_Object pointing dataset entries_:
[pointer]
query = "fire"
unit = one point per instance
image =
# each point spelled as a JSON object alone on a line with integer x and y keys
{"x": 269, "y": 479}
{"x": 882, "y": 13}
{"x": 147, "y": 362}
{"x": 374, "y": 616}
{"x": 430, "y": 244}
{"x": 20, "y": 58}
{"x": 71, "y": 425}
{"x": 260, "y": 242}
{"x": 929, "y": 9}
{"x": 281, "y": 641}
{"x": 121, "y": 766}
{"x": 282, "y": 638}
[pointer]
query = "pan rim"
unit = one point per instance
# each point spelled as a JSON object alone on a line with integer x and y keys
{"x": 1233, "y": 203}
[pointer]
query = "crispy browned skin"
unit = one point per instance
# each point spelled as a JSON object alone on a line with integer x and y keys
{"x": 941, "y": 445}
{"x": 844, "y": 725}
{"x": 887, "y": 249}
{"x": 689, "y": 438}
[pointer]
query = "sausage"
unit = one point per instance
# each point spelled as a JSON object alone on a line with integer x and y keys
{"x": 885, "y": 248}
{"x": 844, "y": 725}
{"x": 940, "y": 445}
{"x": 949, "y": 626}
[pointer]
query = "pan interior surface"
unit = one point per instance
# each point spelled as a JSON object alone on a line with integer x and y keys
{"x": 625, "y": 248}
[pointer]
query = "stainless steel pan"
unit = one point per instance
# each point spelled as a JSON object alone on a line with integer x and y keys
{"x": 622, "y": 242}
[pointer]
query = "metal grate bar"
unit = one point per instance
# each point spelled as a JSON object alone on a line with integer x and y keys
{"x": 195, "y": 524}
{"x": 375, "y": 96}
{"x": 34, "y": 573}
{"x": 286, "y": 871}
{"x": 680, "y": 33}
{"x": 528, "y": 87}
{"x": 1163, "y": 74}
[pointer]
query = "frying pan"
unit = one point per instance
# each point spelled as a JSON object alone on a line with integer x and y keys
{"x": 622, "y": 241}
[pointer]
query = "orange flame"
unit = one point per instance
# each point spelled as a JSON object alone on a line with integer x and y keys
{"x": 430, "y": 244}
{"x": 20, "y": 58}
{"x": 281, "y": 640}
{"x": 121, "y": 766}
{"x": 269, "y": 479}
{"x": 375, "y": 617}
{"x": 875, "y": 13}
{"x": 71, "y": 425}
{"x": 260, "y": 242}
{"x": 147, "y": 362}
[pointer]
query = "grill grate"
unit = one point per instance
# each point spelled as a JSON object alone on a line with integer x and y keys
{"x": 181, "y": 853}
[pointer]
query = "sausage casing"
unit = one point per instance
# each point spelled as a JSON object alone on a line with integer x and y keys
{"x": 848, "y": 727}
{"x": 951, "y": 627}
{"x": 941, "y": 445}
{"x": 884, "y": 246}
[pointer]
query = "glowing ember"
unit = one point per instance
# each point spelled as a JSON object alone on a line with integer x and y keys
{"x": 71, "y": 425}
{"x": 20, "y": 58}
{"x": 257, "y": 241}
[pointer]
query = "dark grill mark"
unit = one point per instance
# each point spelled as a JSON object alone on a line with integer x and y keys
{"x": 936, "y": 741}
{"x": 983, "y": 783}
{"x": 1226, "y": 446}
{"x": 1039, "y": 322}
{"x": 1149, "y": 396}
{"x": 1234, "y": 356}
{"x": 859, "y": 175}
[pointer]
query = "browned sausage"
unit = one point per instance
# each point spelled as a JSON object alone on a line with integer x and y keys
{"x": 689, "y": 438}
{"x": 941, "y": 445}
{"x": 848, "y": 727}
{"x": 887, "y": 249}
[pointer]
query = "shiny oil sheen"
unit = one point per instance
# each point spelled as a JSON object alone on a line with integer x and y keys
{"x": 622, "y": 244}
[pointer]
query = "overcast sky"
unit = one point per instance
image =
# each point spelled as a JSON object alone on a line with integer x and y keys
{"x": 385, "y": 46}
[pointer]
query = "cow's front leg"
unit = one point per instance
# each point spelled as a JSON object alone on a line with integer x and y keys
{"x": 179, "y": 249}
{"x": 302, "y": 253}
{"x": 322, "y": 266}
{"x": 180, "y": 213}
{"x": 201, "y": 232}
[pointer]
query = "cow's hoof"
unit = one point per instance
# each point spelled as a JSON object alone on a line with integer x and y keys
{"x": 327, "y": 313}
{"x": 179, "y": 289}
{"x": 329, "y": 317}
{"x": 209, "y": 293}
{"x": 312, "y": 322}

_GIVEN EXERCISE_: Collect every line of the entries above that contains the word "browned", matching case exactly.

_WRITTEN REPLY_:
query = "crispy browned skin"
query = "browned sausage"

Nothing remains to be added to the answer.